=== RECORDS FOR THIS TASK ===
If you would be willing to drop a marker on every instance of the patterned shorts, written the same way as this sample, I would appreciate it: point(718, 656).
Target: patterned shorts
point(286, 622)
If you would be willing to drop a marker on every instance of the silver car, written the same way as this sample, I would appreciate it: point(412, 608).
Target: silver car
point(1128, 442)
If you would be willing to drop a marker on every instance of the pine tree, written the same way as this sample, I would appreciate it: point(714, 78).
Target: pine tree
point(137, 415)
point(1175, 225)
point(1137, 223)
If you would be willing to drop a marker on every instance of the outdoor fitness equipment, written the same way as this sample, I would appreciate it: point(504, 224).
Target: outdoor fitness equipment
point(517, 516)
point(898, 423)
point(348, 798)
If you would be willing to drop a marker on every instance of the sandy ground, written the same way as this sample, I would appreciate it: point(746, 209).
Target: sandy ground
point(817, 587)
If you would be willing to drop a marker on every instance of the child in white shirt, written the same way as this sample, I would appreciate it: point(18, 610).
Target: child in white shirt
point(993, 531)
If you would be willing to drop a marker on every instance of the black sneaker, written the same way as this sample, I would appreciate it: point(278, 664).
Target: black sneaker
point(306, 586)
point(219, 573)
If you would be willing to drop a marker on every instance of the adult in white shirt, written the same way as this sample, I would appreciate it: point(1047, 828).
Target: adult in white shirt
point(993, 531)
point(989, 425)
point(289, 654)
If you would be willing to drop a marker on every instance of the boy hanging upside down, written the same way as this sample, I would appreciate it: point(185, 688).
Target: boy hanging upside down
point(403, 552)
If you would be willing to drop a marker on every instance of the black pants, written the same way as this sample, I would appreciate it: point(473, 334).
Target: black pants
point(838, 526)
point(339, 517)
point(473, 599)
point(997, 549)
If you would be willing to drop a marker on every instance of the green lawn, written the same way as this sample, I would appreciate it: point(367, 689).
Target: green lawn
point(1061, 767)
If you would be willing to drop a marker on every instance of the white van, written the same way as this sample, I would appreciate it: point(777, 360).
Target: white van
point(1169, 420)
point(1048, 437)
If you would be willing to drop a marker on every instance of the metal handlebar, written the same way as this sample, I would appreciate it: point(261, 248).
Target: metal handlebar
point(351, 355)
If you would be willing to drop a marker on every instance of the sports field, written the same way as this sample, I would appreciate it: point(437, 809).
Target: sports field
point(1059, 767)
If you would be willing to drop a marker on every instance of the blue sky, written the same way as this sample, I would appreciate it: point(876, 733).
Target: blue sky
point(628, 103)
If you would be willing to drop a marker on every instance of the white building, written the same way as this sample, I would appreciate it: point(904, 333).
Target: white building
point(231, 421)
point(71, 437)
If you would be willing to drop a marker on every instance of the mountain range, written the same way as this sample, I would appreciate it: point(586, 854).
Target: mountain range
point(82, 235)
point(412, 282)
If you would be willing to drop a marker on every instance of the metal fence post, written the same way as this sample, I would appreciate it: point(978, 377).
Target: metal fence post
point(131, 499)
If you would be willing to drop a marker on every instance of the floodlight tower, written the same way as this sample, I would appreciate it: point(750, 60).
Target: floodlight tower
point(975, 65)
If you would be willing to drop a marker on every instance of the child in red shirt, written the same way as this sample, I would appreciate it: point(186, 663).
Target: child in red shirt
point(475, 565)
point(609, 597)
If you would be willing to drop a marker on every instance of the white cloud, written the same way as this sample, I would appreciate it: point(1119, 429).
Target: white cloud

=== ACTIVITY ===
Return each line of the material above in which the string "cloud" appears.

=== FINISHED TASK ===
If you would be willing to drop a marker on every instance of the white cloud, written the same way as this sample, I would appreciate it: point(1119, 429).
Target: white cloud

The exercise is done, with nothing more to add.